(Point labels for objects)
------------------------------------------------------------------------

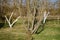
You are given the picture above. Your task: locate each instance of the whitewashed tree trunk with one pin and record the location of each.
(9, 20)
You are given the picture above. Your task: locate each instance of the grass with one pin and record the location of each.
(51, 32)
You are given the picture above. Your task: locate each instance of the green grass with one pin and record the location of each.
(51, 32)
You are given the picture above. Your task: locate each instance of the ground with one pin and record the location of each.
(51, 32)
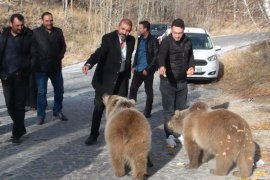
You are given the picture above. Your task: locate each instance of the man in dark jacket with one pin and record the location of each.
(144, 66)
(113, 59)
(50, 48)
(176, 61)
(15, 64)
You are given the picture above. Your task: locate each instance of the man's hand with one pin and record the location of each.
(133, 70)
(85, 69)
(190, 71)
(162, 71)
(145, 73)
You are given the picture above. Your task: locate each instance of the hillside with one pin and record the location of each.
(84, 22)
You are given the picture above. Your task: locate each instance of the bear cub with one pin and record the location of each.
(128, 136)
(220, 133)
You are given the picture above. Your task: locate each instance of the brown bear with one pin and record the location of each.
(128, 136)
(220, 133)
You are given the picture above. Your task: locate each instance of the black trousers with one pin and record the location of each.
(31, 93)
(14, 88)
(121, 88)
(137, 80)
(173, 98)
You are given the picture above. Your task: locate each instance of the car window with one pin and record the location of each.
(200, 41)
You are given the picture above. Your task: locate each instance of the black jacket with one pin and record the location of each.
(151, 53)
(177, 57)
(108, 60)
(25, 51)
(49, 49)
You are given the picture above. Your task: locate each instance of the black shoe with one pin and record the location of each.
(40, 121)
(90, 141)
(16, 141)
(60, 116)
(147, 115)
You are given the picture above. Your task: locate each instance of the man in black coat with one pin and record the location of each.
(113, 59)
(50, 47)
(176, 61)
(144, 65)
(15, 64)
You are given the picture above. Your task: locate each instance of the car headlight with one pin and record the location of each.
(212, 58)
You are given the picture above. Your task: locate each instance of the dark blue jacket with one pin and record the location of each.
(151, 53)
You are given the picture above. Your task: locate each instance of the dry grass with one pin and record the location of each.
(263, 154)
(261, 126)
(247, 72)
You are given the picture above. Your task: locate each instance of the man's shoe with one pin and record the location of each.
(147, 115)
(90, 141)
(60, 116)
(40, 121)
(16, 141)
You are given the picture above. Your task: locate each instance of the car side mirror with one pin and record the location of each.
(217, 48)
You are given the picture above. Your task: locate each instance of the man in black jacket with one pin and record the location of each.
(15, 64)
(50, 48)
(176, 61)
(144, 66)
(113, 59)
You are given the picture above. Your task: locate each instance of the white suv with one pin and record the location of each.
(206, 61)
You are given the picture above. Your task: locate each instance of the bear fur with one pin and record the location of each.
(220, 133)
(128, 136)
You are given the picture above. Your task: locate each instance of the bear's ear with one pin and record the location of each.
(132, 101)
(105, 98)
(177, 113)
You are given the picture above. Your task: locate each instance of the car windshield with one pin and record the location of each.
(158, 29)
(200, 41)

------------------------------------------------------------------------

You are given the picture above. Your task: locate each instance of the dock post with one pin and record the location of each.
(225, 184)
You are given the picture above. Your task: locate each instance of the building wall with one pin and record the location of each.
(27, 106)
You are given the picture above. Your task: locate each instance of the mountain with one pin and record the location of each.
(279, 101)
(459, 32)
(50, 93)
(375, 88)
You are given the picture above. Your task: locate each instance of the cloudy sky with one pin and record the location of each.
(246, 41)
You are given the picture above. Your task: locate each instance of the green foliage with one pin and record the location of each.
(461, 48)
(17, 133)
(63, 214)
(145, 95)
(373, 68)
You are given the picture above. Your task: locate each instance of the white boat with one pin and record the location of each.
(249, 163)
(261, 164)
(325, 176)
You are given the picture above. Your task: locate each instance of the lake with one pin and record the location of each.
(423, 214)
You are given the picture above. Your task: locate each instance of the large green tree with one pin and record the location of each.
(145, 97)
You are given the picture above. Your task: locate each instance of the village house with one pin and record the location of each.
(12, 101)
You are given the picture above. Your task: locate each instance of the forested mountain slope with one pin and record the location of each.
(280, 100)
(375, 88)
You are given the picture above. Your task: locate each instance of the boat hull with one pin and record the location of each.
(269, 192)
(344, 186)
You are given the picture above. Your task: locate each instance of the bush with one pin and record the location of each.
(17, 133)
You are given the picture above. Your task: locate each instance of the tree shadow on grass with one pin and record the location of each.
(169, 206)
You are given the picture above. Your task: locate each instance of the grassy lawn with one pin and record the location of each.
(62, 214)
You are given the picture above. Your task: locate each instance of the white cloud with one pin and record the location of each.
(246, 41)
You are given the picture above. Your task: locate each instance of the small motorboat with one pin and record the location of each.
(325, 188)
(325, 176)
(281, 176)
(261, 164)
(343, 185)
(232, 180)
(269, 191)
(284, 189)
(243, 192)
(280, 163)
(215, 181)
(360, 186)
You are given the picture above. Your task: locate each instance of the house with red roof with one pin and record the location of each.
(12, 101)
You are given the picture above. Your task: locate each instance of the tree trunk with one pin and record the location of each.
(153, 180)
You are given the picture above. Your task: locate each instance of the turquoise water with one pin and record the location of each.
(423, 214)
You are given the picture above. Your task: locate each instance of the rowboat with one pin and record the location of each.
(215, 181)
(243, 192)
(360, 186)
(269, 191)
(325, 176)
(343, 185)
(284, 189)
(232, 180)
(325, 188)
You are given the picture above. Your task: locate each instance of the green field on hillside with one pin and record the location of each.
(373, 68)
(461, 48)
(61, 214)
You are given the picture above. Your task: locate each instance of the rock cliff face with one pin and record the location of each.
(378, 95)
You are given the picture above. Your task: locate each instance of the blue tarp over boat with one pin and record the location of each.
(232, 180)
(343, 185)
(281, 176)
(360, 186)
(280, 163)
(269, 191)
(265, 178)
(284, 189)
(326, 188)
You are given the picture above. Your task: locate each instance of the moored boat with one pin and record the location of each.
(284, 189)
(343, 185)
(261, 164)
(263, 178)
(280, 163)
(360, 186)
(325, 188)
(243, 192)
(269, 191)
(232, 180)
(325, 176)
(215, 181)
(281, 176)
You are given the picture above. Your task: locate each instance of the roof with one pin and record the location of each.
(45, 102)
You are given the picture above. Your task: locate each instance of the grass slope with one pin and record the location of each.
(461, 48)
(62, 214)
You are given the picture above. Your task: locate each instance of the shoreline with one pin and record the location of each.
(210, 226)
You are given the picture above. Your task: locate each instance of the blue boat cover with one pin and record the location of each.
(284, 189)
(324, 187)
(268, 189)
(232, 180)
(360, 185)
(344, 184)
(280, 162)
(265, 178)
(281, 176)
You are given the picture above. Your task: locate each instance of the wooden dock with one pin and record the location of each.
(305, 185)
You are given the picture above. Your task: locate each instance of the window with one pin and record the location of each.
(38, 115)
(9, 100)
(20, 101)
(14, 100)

------------------------------------------------------------------------

Select each line of the material above that contains the string "slope", and copy those lines in full.

You are given the picture above. Your task: locate each instance of the forested mountain slope with one pin and record the location of each.
You are given the picture above. Your task: locate each instance of the grass slope with one pin and record the location of each.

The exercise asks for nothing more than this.